» HOW TO COMPLETE THIS TASK: Give an exact copy of every entry.

Segment Open

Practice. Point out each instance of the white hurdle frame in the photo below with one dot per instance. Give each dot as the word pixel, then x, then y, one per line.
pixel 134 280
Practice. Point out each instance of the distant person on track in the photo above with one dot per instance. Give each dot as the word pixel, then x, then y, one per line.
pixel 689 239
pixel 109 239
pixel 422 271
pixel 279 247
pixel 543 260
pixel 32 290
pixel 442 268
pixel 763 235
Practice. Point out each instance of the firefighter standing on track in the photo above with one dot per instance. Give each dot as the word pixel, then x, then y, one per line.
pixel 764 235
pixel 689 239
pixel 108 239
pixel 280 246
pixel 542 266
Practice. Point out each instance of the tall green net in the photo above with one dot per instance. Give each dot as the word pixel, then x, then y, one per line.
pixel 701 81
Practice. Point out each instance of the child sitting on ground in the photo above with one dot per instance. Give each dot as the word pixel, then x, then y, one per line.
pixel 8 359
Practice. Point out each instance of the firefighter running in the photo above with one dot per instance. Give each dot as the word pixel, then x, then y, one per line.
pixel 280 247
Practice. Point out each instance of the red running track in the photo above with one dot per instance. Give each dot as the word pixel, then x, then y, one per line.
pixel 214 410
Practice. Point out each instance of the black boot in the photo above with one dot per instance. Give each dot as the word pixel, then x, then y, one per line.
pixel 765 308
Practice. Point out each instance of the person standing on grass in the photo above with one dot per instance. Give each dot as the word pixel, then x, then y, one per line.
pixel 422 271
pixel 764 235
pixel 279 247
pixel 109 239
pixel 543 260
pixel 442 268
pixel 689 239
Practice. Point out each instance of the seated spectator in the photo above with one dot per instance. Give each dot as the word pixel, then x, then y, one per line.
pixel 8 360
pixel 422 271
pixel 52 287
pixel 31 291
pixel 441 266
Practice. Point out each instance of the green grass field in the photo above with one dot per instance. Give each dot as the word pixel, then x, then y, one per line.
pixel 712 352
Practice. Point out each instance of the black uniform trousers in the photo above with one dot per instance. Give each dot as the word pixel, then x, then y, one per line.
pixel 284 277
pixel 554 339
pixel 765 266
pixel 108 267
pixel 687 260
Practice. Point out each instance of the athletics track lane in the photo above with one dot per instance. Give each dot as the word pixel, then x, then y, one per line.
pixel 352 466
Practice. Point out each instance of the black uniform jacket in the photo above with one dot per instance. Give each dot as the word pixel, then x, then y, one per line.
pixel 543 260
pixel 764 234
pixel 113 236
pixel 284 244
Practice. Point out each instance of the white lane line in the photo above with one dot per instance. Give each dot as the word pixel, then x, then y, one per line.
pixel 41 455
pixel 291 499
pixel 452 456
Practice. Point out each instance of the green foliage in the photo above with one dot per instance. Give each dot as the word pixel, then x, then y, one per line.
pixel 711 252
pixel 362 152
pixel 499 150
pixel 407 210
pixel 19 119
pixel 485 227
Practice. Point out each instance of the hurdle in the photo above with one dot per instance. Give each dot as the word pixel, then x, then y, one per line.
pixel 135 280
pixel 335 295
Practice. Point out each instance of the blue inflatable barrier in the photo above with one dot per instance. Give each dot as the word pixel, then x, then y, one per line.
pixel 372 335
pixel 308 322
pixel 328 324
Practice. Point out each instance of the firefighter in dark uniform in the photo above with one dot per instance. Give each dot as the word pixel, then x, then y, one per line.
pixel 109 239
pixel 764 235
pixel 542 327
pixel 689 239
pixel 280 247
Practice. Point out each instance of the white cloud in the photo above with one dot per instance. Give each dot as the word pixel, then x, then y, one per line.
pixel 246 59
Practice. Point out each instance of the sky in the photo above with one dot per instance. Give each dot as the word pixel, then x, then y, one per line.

Segment Closed

» REPLY:
Practice. Point out each instance of the white hurdle frame in the photo below with one dot per instance. Give each dot as the word pixel, then x, then y, one per line.
pixel 134 280
Practice. Point out each instance of the distant person on track in the photo above with one dot per instance. Give each dot as the word pixel, then x, then y, one per line.
pixel 689 239
pixel 109 239
pixel 422 271
pixel 279 247
pixel 543 260
pixel 32 290
pixel 442 268
pixel 763 235
Practice. Point out each instance of the firefighter standing on track in the photo above with one dot per instance. Give each dot as the word pixel, then x, then y, one per line.
pixel 764 235
pixel 689 239
pixel 108 239
pixel 280 246
pixel 542 266
Practice. Point out each instance of the tall green net in the photo above with one dot per instance. Give each dot as the word pixel, then x, then y, one per line.
pixel 701 81
Practice. Point out each instance of the child sitting on ground in the photo above with one dot per instance. Give each dot as the word pixel, then x, then y, one per line.
pixel 8 359
Practice. Point out each instance of the firefighter running in the photo above with one dot per instance. Give each dot as the word pixel, then x, then y, one per line.
pixel 280 247
Practice. Point out each instance of the red running track in the photo above with one dot per instance. Give each dot as the word pixel, then x, then y, one per line.
pixel 214 410
Practice. Point out each instance of the black boot in the photo above with one dot per instance. Give each dot as the word pixel, then x, then y, one per line.
pixel 765 308
Practice. Point out each instance of the person standing on grass in the photo above with one dot per instance. Give each dot as the word pixel, then x, then y, one per line.
pixel 422 271
pixel 764 235
pixel 279 247
pixel 109 239
pixel 543 260
pixel 442 268
pixel 689 239
Practice. Point out each instance of the seated spectator in the photo above with one dot per instance. Give each dot as the word pixel, then x, then y, one per line.
pixel 8 360
pixel 422 271
pixel 52 287
pixel 31 291
pixel 441 266
Practice. Point out each instance of the green grass field in the photo above with one dot per instance. Give each dot as the word pixel, then x, then y, one per line.
pixel 712 352
Practice. Point out each instance of the black uniform trousers in the photo above with one dot per instance. Give each dot as the word pixel, then x, then y, one per line.
pixel 284 277
pixel 554 339
pixel 765 266
pixel 108 267
pixel 687 260
Practice. Point out each instance of the athletics track lane in the photo above with one dot per instance. Give each dot as the word pixel, then x, then y, one per line.
pixel 352 466
Practice. Point out each instance of the black uniform jacket in the photo above with one dot per instance. Give each dot as the word pixel, then x, then y, one per line.
pixel 543 260
pixel 764 234
pixel 113 236
pixel 284 244
Practice. Point out each instance of the white lane line in the photo above with one dot per instance. Give each dot as the word pixel, then x, then y, one per line.
pixel 41 455
pixel 291 499
pixel 452 456
Practice. Point out each instance of the green foliage in the photo above with one dot per instance. Give each dot as the word pixel, then x, then y, one per line.
pixel 711 252
pixel 362 152
pixel 499 150
pixel 407 210
pixel 19 119
pixel 485 227
Practice. Point out each instance of the hurdle in the photo above with one dot per instance. Give each dot as the word pixel, then x, then y, one per line.
pixel 135 280
pixel 335 295
Practice. Point out each instance of the blue inflatable barrier in the photo above with one dot per instance. Give each dot as the word pixel, then x, then y, one per line.
pixel 372 335
pixel 308 322
pixel 328 324
Practice. Point out each instance of the firefighter in dark uniform in the photo above with one dot per instance. Give each dot as the word pixel, then x, then y, one per line.
pixel 109 239
pixel 764 235
pixel 542 327
pixel 689 239
pixel 280 247
Practice. Point out each instance of the white cloud in the photo above with one dot per instance. Give each dot as the word pixel, then x, then y, one per line.
pixel 246 59
Practice. Point out each instance of the sky in the photo above with one dot per instance. Give each dot as the word pixel, then x, then y, one per line.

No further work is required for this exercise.